DOCUMENT PASSAGE
::::::::

The following is a summary of the 8 ASX Corporate Governance Principles and Recommendations (‘the Principles’) which outlines ISPT’s compliance with each of them.  

 

ISPT Pty Ltd is not a listed vehicle and therefore not legally obliged to adhere to the Principles.  However ISPT has embraced the concept and adheres to the Principles where possible. 

 

These Principles, once agreed and approved by the Committee should be readily available on the ISPT Website for our investors, their asset advisors and consultants.

 

Principle 1

 

LAY SOLID FOUNDATIONS FOR MANAGEMENT AND OVERSIGHT

 

The Board’s primary responsibilities include:

 

(i)                selection, appointment and, if necessary removal, of the Chief Executive Officer, including conditions of service and monitoring of performance;

(ii)               reviewing and approving the annual financial reports;

(iii)              establishment of long term goals and approval of strategic plans to achieve those goals;

(iv)             reviewing and approving annual budgets, monitoring management and financial performance, and ensuring appropriate resources are available;

(v)              ensuring adequate systems of internal controls are implemented together with appropriate monitoring of compliance activities;

(vi)             ensuring all significant business risks are identified and effective strategies implemented to manage these;

(vii)            delegation of commercially appropriate levels of responsibility to ISPT Management and employees for approval of certain transactions and business activities;

(viii)           maintaining high ethical and business standards;

(ix)             approving director remuneration within member approved limits;

(x)              selection and appointment of Board appointed directors;

(xi)             ensuring at least two thirds of directors are non-executives; and

(xii)            reviewing and monitoring major strategies, financial objectives and plans including capital expenditure, acquisitions, developments and divestments.

::::::::

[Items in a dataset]
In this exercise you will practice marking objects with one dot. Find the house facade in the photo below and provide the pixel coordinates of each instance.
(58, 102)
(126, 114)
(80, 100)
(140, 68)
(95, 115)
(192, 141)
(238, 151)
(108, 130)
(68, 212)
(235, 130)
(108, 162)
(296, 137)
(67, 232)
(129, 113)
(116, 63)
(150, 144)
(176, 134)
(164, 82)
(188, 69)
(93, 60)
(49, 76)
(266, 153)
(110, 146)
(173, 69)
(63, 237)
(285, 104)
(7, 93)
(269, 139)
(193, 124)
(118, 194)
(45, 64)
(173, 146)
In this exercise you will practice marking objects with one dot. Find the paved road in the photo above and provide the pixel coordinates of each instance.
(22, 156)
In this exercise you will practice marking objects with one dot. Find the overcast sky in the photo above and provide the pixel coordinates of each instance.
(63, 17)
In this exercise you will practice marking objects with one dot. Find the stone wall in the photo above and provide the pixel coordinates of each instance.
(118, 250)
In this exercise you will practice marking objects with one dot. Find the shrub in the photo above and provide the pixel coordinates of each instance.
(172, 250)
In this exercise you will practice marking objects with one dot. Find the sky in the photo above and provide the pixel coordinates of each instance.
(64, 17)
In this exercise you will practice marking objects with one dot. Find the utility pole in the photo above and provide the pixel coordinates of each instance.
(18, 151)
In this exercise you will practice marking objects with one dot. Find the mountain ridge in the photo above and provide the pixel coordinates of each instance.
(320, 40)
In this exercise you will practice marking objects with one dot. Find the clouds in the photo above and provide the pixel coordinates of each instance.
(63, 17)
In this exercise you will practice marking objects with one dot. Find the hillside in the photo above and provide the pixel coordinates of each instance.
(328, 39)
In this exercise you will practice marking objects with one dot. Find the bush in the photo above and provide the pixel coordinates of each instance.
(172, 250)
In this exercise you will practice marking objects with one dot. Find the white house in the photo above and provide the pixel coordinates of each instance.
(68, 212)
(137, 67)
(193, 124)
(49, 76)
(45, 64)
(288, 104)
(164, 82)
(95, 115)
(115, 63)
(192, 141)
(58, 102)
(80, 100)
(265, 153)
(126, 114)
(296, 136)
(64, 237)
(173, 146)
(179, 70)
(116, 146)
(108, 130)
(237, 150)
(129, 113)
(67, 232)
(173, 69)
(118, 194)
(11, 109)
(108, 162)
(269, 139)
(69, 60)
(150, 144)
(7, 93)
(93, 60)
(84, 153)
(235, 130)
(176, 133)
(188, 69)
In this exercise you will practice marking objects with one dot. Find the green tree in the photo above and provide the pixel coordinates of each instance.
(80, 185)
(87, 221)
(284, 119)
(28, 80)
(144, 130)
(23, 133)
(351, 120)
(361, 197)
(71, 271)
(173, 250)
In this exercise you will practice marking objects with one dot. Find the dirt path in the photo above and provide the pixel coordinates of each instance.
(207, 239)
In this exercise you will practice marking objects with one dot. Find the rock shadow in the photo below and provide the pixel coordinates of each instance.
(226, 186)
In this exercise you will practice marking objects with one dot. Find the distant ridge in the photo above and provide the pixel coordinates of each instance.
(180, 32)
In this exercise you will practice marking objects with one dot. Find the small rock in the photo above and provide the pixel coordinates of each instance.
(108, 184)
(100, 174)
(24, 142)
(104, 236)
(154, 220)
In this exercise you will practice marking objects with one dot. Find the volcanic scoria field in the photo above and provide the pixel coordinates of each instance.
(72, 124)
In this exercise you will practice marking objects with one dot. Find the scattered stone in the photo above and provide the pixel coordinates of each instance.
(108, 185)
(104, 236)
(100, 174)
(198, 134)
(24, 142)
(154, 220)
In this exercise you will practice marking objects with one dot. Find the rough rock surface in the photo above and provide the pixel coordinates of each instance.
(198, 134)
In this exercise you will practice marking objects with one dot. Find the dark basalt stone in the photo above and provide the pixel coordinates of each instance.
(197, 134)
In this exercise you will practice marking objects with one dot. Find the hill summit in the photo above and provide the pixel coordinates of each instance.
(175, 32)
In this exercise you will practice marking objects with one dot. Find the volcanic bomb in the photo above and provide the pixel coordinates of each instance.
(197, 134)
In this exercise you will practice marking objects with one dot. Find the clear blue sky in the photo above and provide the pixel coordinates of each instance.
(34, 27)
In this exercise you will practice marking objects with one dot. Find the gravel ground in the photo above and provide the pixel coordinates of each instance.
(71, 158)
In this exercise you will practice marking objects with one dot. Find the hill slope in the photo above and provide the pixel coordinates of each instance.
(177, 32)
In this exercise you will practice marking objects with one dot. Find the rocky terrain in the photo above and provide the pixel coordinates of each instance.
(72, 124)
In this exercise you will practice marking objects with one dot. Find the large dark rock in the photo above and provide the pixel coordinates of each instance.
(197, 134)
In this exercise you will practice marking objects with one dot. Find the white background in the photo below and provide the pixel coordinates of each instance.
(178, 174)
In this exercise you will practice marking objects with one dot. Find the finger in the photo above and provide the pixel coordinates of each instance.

::::::::

EXERCISES TO COMPLETE
- A) Write out the governance principles passage from "(vi)             ensuring all" up to and including "developments and divestments.", substituting "board members" for "directors".
- B) Return every line of the records that contains the word "dark".
The records have no connection to the governance principles passage.

ANSWERS BELOW
- A)
(vi)             ensuring all significant business risks are identified and effective strategies implemented to manage these;

(vii)            delegation of commercially appropriate levels of responsibility to ISPT Management and employees for approval of certain transactions and business activities;

(viii)           maintaining high ethical and business standards;

(ix)             approving director remuneration within member approved limits;

(x)              selection and appointment of Board appointed board members;

(xi)             ensuring at least two thirds of board members are non-executives; and

(xii)            reviewing and monitoring major strategies, financial objectives and plans including capital expenditure, acquisitions, developments and divestments.

- B)
In this exercise you will practice marking objects with one dot. Find the dark basalt stone in the photo above and provide the pixel coordinates of each instance.
In this exercise you will practice marking objects with one dot. Find the large dark rock in the photo above and provide the pixel coordinates of each instance.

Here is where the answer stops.